• WHAT YOU SHOULD DO: Exact repetition of the whole listing is what this exercise asks for.

• AVAILABLE DATA:
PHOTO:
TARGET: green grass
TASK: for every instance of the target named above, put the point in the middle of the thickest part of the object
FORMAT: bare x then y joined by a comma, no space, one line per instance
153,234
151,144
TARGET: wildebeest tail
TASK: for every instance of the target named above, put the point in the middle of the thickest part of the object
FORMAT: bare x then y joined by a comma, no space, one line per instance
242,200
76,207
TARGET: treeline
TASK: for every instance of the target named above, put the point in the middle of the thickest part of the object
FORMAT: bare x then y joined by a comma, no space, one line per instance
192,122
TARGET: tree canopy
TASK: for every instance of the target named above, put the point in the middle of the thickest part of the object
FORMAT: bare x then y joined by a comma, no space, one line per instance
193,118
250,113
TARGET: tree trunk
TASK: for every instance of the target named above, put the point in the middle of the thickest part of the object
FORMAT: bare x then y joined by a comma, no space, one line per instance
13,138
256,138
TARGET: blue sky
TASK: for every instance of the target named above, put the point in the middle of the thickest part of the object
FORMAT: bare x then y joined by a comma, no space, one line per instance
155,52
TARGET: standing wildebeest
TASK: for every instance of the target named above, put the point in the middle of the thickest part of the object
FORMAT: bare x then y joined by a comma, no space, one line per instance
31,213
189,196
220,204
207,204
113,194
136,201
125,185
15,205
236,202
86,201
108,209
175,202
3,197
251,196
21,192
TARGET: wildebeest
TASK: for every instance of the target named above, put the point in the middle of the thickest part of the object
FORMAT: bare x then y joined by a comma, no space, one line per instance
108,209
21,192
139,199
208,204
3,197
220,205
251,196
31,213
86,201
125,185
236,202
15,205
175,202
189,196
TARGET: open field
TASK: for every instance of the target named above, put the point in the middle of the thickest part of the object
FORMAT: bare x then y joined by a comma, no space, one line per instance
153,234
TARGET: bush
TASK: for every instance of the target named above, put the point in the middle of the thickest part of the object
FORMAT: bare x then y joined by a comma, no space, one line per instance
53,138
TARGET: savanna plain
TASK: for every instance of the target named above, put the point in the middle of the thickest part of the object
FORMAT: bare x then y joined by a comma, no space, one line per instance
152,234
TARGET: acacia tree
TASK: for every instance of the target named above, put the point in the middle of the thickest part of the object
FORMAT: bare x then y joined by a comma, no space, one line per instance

• ANSWER TO THE EXERCISE:
PHOTO:
TARGET: green grass
TASK: for every instance of the target named above, put the point in the middle of the thickest part of the object
FORMAT: bare x then y joined by a comma, no space, one line per instance
153,234
151,144
TARGET: wildebeest tail
TASK: for every instance of the target named above, put the point in the middle of the thickest part of the object
FORMAT: bare x then y joined by a comma, no space, one line per instance
242,200
76,207
TARGET: treeline
TASK: for every instance of the target named above, put the point in the middle of the thickest part of the object
FORMAT: bare x then y joined by a comma, no space, one line per instance
192,122
TARGET: tree canopy
TASK: for every instance of the target named above, put the point in the middle of the thickest part of the object
FORMAT: bare x then y joined by a comma, no space, one line per instance
193,118
250,113
TARGET: tree trunk
TASK: for every instance of the target named above, put the point in the middle of the thickest part of the object
FORMAT: bare x then y joined by a comma, no space, one line per instance
13,138
256,138
TARGET: blue sky
TASK: for every instance of the target named above, put the point in the middle of the thickest part of the object
FORMAT: bare x then y joined by a comma, no space, one line per instance
155,52
TARGET: standing wildebeest
TASK: for every instance of the target named above, put the point in the middle of the thickest part of the object
FORMAT: bare x then y joined by a comma, no space, one line per instance
31,213
189,196
220,204
207,204
113,194
136,201
125,185
15,205
236,202
86,201
108,209
175,202
3,197
251,196
21,192
TARGET: wildebeest
TASK: for every instance of the target named above, put the point in the middle of the thickest part of the object
FORMAT: bare x then y joined by a comma, no space, one line per instance
108,209
21,192
139,199
208,204
3,197
220,205
251,196
31,213
86,201
125,185
236,202
15,205
175,202
189,196
TARGET: open field
TASK: for every instance of the target named above, put the point in the middle of the thickest part of the object
FORMAT: bare x then y joined by a comma, no space, one line per instance
153,234
TARGET: bush
TASK: for every instance of the target named above, put the point in the middle of the thickest part of the object
FORMAT: bare x then y joined by a comma, no space, one line per instance
53,138
TARGET: savanna plain
TASK: for every instance of the target named above, put the point in the middle of the thickest part of the object
FORMAT: bare x then y joined by a comma, no space, one line per instance
152,234
TARGET: acacia tree
TASK: for every instance of the target named above, put the point in the middle of the thickest part of the object
FORMAT: bare x then y joined by a comma, no space, one line per instance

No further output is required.